しかし,やはり,母はまだ「寂しいモード」になっていなかった。僕は父に,電話機の電気コードがはずれていないかどうかを調べるよう言った。すると,やはりはずれていたので父に元に戻してもらった。母は,明かりのついていない応接間のドアの直ぐそばの電話台の上にある電話機の緑に光るライトが気になるのだ。ライトの部分がだんだんと高温になり発火しはしないかと心配で,コンセントから電話機の電気コードを引き抜いていたのである。

 午前3時頃,父は「あかん。布団をたたんで,しまいはじめた・・・」と僕に電話をしてきた。電話の後ろで母が怒鳴っているのも聞こえた。僕は,父に「もう一度出るしかないね・・・。お父さん出て。C子にも来てもらうわ。」と言った。その後,父から「あかん。お母さん,ついてきよる。出られへん。」と電話がかかってきた。門扉に身体が当たる音と二人の声が聞こえるので,二人が門扉付近でもみ合いになっている様子が目に見えるようだった。

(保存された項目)

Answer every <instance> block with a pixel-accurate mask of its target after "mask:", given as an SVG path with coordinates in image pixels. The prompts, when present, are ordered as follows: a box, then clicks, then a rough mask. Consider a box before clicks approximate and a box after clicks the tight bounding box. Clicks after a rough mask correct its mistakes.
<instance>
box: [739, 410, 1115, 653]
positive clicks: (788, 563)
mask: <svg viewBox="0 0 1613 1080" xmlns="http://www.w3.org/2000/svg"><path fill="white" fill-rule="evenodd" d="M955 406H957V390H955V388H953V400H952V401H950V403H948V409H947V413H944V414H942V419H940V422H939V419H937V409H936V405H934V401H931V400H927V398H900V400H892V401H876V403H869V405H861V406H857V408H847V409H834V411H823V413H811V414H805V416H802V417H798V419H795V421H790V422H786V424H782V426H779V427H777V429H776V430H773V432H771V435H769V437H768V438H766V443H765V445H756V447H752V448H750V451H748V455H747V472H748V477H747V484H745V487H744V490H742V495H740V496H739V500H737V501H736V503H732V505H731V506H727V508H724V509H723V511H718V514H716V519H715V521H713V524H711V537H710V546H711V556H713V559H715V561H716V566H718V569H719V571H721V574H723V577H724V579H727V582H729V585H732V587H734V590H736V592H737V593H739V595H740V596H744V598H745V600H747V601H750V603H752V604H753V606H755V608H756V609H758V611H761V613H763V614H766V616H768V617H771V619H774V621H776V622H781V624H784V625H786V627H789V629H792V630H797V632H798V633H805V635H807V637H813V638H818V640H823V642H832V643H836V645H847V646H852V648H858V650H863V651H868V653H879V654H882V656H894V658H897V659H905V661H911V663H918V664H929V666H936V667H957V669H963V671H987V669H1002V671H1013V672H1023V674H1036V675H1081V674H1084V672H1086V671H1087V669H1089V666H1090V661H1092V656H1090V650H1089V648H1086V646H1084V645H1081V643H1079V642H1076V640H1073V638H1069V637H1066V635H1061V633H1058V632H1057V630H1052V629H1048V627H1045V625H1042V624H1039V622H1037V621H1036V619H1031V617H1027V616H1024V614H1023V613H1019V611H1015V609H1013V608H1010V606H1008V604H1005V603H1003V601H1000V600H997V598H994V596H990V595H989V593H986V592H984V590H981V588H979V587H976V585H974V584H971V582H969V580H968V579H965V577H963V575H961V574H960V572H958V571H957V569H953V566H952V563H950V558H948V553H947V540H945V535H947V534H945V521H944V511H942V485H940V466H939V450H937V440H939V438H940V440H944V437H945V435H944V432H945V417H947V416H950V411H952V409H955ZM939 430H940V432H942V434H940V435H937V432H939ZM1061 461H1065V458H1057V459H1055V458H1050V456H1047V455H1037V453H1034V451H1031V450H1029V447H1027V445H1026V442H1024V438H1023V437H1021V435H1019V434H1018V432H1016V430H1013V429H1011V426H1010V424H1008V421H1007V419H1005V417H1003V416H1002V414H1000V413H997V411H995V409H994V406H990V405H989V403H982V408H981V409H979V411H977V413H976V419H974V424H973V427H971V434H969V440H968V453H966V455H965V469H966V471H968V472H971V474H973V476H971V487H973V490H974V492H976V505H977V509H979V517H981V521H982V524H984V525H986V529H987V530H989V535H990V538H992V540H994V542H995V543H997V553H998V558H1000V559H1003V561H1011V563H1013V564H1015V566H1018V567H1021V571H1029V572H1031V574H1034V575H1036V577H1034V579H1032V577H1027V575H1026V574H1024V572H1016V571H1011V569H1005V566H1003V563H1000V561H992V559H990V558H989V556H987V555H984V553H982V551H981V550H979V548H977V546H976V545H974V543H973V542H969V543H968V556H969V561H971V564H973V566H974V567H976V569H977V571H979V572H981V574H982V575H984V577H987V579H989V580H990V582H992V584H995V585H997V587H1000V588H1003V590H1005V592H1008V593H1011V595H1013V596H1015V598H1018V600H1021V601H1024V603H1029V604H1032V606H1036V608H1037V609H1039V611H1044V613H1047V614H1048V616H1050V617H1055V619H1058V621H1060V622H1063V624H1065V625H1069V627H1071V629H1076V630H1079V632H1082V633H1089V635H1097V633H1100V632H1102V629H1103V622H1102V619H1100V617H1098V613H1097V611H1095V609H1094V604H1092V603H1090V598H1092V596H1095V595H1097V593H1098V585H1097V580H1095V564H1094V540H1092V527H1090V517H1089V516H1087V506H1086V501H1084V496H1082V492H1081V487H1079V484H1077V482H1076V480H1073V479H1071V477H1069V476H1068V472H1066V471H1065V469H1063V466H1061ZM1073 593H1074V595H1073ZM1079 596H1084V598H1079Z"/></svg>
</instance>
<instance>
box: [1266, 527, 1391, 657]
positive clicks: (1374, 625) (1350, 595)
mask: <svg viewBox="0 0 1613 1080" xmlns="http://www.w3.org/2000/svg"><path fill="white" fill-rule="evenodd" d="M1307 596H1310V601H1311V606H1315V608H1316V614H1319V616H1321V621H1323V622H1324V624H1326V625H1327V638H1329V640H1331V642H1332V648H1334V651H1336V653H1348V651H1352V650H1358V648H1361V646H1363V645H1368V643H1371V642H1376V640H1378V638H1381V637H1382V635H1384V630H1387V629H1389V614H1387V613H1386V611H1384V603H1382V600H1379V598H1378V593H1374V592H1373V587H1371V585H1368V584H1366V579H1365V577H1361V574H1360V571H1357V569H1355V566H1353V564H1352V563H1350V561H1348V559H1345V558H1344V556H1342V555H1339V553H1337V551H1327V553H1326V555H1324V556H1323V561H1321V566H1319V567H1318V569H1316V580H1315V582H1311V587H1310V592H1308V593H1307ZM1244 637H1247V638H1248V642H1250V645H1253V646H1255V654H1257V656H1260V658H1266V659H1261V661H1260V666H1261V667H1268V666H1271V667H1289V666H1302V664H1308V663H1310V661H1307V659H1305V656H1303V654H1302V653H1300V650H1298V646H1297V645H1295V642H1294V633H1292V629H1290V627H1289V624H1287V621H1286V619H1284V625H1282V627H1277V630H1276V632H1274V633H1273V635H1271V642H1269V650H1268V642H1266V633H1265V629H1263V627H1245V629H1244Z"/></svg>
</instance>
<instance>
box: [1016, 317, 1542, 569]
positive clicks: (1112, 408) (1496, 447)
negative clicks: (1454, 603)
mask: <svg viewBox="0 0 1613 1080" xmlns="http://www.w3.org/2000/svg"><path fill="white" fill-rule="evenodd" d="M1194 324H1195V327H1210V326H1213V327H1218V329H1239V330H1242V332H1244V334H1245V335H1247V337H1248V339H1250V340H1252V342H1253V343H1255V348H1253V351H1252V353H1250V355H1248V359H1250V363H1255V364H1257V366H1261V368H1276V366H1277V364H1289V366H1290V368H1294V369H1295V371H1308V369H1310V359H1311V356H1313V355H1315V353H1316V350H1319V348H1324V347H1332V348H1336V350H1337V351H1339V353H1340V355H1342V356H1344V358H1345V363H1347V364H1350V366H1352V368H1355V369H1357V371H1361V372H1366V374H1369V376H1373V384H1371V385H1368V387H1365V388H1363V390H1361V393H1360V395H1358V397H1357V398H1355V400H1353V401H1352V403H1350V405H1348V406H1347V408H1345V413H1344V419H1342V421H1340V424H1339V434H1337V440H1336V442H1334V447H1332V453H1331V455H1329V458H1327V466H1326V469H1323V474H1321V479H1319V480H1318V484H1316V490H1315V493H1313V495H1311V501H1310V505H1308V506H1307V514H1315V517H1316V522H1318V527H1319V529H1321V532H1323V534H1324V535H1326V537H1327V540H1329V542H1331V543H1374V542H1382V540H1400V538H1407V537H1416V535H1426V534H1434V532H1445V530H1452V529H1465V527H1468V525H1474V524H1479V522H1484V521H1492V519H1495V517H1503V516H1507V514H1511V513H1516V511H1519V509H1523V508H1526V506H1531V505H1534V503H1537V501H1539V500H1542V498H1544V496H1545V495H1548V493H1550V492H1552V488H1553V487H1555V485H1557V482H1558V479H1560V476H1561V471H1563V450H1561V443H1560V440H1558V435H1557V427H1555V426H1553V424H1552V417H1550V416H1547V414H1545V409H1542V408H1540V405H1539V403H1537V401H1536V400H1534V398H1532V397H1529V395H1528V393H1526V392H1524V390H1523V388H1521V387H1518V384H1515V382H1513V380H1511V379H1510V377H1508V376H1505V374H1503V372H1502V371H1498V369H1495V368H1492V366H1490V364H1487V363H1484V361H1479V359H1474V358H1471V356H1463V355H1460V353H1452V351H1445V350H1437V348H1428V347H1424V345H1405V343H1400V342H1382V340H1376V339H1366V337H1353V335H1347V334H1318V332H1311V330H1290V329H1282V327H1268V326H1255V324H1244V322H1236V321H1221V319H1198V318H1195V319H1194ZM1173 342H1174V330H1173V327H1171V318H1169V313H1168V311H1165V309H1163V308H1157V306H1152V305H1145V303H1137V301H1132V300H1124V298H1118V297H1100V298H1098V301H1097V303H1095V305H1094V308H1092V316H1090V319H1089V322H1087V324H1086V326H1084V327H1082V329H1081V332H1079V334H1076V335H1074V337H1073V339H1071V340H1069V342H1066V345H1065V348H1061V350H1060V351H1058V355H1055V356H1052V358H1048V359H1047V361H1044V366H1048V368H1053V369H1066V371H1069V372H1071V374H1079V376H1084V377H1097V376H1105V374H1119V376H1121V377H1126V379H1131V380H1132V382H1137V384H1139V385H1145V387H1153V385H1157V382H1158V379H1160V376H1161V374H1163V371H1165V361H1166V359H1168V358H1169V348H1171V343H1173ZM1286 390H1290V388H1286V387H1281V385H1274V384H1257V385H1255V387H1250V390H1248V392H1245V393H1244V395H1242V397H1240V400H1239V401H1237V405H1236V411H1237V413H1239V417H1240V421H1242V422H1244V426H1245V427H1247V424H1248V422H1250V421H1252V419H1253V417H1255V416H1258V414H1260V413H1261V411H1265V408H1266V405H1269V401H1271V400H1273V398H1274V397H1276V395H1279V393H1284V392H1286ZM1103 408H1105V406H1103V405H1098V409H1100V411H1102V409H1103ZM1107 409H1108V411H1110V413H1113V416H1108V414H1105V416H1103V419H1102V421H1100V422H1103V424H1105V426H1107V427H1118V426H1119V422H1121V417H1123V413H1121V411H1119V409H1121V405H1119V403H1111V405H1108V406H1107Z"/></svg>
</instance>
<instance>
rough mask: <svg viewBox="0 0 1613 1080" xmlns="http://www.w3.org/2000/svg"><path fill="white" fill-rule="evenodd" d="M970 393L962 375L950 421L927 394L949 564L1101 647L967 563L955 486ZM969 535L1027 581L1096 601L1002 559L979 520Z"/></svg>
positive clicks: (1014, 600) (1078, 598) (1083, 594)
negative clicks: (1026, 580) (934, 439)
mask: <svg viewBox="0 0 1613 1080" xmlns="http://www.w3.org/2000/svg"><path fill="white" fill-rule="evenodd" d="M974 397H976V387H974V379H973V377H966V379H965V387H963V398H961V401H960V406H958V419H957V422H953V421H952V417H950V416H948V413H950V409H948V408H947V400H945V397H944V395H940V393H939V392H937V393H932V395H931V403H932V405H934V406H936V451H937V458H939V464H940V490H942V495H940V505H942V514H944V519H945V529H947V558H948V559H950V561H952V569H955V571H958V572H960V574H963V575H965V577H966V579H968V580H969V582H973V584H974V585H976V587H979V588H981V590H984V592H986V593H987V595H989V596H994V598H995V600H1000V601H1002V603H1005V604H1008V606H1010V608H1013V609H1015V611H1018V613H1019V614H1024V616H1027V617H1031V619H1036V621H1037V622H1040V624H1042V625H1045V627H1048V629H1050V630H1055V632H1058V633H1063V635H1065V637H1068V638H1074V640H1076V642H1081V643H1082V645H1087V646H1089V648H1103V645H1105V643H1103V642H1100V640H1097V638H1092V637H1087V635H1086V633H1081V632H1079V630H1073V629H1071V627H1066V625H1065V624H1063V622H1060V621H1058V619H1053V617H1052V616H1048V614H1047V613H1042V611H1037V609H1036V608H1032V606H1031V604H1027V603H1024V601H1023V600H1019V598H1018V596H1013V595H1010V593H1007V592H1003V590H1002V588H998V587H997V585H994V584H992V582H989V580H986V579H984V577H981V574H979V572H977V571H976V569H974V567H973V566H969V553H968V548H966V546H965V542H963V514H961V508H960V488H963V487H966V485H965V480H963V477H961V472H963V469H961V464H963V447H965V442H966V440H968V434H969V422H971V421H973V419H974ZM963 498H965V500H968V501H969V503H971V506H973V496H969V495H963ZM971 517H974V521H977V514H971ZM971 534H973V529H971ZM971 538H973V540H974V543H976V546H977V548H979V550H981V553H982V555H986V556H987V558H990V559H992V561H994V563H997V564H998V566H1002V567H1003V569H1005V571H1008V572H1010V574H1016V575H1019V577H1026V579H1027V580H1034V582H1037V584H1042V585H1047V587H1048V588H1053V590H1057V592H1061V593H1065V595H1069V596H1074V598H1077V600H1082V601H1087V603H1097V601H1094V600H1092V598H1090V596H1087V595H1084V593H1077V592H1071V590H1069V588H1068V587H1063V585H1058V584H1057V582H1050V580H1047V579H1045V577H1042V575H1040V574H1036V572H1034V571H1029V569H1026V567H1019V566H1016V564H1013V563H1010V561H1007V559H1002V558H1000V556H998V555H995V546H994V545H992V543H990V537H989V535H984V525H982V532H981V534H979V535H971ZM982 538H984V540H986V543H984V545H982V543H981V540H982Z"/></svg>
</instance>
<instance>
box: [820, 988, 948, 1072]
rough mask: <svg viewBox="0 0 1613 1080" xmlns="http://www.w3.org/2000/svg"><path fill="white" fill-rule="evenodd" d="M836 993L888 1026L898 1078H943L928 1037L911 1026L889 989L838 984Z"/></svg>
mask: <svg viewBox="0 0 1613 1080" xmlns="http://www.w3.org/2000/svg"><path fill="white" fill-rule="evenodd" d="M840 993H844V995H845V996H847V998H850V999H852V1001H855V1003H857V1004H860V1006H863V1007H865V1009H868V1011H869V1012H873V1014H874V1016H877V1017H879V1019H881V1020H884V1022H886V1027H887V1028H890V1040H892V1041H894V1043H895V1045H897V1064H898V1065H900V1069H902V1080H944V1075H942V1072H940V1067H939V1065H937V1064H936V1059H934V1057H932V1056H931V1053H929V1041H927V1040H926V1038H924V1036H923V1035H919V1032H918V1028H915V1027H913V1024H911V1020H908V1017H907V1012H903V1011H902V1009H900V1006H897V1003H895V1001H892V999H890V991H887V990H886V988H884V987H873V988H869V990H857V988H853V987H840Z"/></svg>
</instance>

取り組む課題 -
**A.** 分析用の文章について、次の問いに答えよ。
(i) 母が気にしていた電話機のライトは何色に光っていたか。
(ii) 母はそのライトがどうなることを心配していたか。
(iii) 父が「あかん。布団をたたんで,しまいはじめた・・・」と電話してきたのは何時頃か。
**B.** 分析用の文章から、「午前3時頃,父は「あかん。布」と「様子が目に見えるようだった。」の間を、両端の語句も含めて書き写してください。
上の行はここでは使わない。

番号付き解答 -
**A.**
(i) 緑
(ii) ライトの部分がだんだんと高温になり、発火すること
(iii) 午前3時頃

**B.**
午前3時頃,父は「あかん。布団をたたんで,しまいはじめた・・・」と僕に電話をしてきた。電話の後ろで母が怒鳴っているのも聞こえた。僕は,父に「もう一度出るしかないね・・・。お父さん出て。C子にも来てもらうわ。」と言った。その後,父から「あかん。お母さん,ついてきよる。出られへん。」と電話がかかってきた。門扉に身体が当たる音と二人の声が聞こえるので,二人が門扉付近でもみ合いになっている様子が目に見えるようだった。